Excerpt ->
■ ■ ■ ■ ■
Steve Hartman will travel the world at random to prove that everyone has a story. Along the journey, he finds that although there are many differences, there are also striking similarities.
Steve Hartman meets Khushi Ram Goyal and his family in Rewari, India.
Everybody Has a Story
Three countries are chosen for the CBS Evening News series Everybody in the World Has a Story.
In Everybody Has a Story, every two weeks someone threw a dart at a map of America. CBS News correspondent Steve Hartman then went wherever it stuck, flipped through the local phone book, and picked a name at random. He then did a story on someone at that house.
With the help of space-age technology, Steve Hartman goes global as he begins a new series - Everyone in the World has a Story.
When CBS News and NASA launched this project -- to find stories that show who we really are as a planet -- the first question everyone had was -- where on Earth do you begin? To which astronaut Jeff Williams answered.
His random stab at the globe sent us to India. The tip of his finger fell on a town southwest of Delhi - called Rewari.
Rewari is, by India standards, a sleepy, little town of just one million people. It's far enough off the beaten path that many who live here have never seen an American before.
There's one gentleman here, who will never see one. Every morning 78-year-old Khushi Ram Goyal feels his way to work. Before he went blind in his mid 20's - most likely from a parasite - Khushi Ram was a grade school teacher. Now he mills wheat into flour by grinding out a living of $4 a day.
■ ■ ■ ■ ■
Provided material ->
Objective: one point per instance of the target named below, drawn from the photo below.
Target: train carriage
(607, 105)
■ ■ ■ ■ ■
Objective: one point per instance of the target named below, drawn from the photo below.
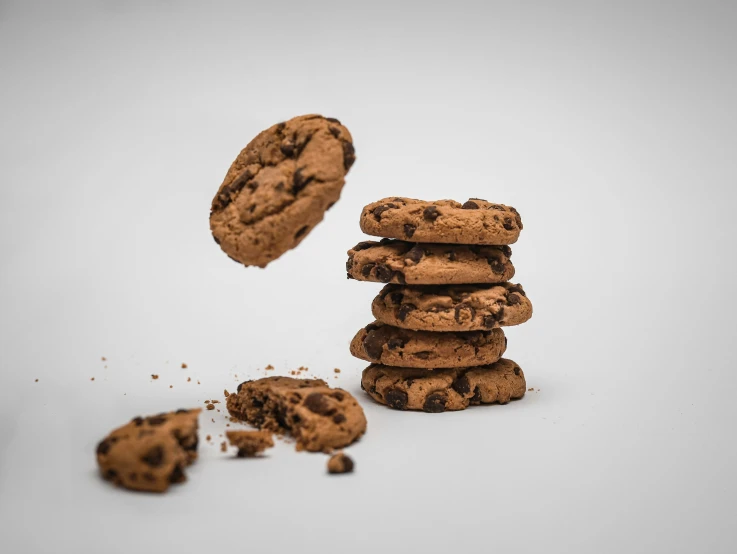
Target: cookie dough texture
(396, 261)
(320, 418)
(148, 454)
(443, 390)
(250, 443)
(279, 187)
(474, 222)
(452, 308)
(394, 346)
■ ■ ■ ■ ■
Goals ->
(A) Name every person mentioned by name in the excerpt about Steve Hartman's "Everybody Has a Story" series.
(B) Carry on the excerpt about Steve Hartman's visit to Rewari, starting right after its last sentence.

Responses ->
(A) Steve Hartman, Khushi Ram Goyal, Jeff Williams

(B)
When I realized this problem would not end, I accepted it in a positive way,he said. And thought, this is the way God wants me to live.
Still, being blind and going through old age in a low-wage in a country like India - I tried to imagine how difficult and lonely that would be. And boy oh boy, did I image wrong. Khushi Ram Goyal lives quite comfortably, actually.
He shares a house with 13 family members who welcomed me like their long lost 14th.
They kept bringing me nan - their bread - and said, eat just one more - just one more - no really, just one more.
Khushi Ram has been married to his wife, Kassmiri for 57 years.
I never saw any problem and was happy to feed our children with whatever little we had,she said.
Kassmiri says her husband took whatever job he could to support his family. She was clearly proud and grateful for this chance to tell the world how far they've come.
I was impressed with how the family gets by.
Four generations -- not only share one roof - but one bank account. Ram Avtar, a son, works as a contractor. Khushi Ram's other son runs a coffee shop. His grandson sells auto parts and everything goes in one pot.
I also couldn't help but notice how there always seemed to be someone watching grandpa. Whether he knew it or not, there was always someone just making sure -- that if he ever did need help, it would be right there.
In another country, in another life you might be on your own,Hartman said.
Yes, and I would feel, 'What is the use of having family?he replied. If I am in a bad situation and get shooed away like flies from milk, then, really, what kind of family would that be?
In America, a lot of parents say the last thing they want is to be a burden on their children. Likewise, a lot of kids don't want to be burdened by their parents. Too bad we can't all see like the blind man.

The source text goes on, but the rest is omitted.